Start of Data extract

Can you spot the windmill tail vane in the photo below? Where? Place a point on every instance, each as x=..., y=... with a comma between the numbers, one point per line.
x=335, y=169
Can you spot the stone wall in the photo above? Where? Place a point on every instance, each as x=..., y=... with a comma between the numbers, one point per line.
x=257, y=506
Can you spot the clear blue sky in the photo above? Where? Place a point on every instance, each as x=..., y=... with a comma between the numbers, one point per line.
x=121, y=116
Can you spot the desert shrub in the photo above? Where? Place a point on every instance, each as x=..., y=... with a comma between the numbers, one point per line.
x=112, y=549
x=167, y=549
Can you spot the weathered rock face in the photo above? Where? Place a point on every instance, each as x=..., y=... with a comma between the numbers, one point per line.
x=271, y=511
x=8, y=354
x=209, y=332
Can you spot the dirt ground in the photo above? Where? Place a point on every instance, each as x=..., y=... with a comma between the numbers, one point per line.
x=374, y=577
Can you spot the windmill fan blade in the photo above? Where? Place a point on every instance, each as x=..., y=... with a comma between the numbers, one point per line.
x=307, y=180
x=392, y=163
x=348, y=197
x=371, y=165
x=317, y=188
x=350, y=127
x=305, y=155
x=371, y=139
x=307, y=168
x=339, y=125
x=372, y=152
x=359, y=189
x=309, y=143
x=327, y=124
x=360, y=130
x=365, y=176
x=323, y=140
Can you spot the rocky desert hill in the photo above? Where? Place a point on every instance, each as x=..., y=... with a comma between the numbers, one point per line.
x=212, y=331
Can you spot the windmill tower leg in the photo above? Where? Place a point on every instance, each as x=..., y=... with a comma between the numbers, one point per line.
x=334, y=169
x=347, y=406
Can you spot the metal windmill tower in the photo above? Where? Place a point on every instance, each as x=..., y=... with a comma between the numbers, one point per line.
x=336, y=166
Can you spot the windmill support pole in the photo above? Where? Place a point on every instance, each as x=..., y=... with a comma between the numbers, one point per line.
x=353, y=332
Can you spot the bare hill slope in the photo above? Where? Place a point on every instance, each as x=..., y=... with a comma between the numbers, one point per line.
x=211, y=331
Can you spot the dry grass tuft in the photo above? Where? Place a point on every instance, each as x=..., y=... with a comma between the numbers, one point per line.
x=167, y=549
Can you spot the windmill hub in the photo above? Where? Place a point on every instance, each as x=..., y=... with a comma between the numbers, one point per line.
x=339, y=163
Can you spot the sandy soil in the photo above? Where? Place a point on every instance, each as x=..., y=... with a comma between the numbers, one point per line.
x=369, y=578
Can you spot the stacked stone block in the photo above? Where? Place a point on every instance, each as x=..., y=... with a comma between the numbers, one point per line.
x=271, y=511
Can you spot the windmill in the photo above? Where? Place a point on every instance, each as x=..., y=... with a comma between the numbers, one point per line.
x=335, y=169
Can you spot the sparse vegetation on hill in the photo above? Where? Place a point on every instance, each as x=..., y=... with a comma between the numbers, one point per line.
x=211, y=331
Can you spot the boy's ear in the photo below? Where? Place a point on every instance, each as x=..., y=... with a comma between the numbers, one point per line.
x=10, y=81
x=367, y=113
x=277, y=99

End of Data extract

■ Aim of the task: Write out the entries in full, exactly as given.

■ Response to this exercise:
Can you spot the windmill tail vane in the photo below? Where? Place a point on every instance, each as x=..., y=... with a comma between the numbers, one point per line.
x=335, y=169
Can you spot the stone wall in the photo above? Where? Place a point on every instance, each as x=..., y=... with a comma between the numbers, one point per line.
x=257, y=506
Can you spot the clear blue sky in the photo above? Where? Place a point on every instance, each as x=..., y=... with a comma between the numbers, one point per line.
x=121, y=116
Can you spot the desert shrub in the photo above? Where? Place a point on every instance, each as x=..., y=... with a comma between the numbers, one point per line.
x=112, y=549
x=167, y=549
Can you spot the weathered rock face in the photo above? Where? Place a point on every instance, each as x=..., y=... with a comma between the numbers, one point per line.
x=271, y=511
x=8, y=354
x=209, y=332
Can you spot the dirt ground in the photo above? Where? Place a point on every instance, each as x=..., y=... with a comma between the numbers, one point per line.
x=374, y=577
Can you spot the windmill fan blade in the photo above? Where? Place a point on every instance, each as x=..., y=... with a comma between the numbers, one point per line.
x=307, y=180
x=392, y=163
x=348, y=197
x=371, y=165
x=317, y=188
x=350, y=127
x=305, y=155
x=371, y=139
x=307, y=168
x=339, y=125
x=372, y=152
x=359, y=189
x=309, y=143
x=327, y=124
x=360, y=130
x=365, y=176
x=323, y=140
Can you spot the rocky desert hill in the photo above? Where? Place a point on every instance, each as x=..., y=... with a comma between the numbers, one point per line.
x=212, y=331
Can you spot the windmill tower leg in the photo above? Where? Place a point on every instance, each as x=..., y=... with a comma between the numbers, one point per line.
x=334, y=169
x=347, y=406
Can you spot the metal windmill tower in the photo above? Where? Place a point on every instance, each as x=..., y=... with a comma between the numbers, one point per line.
x=336, y=166
Can you spot the windmill support pole in the photo above? Where? Place a point on every instance, each as x=..., y=... with a comma between the numbers, one point per line.
x=353, y=332
Can you spot the bare hill slope in the photo above? Where? Place a point on every instance, each as x=..., y=... with a comma between the numbers, one point per line.
x=211, y=331
Can you spot the dry grass tuft in the photo above? Where? Place a point on every instance, each as x=..., y=... with a comma between the numbers, one point per line.
x=167, y=549
Can you spot the windmill hub in the photo above? Where? Place a point on every instance, each as x=..., y=... with a comma between the numbers, one point per line.
x=339, y=163
Can you spot the sandy soil in the photo above? Where? Place a point on every instance, each as x=..., y=... with a comma between the numbers, one point per line.
x=369, y=578
Can you spot the stacked stone block in the photo above? Where? Place a point on every instance, each as x=..., y=... with a comma between the numbers, one point per line.
x=271, y=511
Can you spot the windmill in the photo above? Where? Place a point on every instance, each as x=..., y=... with a comma between the numbers, one point per line.
x=335, y=169
Can you spot the sparse vegetation on hill in the photo above? Where? Place a point on every instance, each as x=..., y=... with a comma between the numbers, one point per line.
x=211, y=331
Can you spot the boy's ear in the photo below? Where? Place a point on every instance, each as x=..., y=... with a comma between the numbers, one point per line.
x=10, y=81
x=367, y=113
x=277, y=99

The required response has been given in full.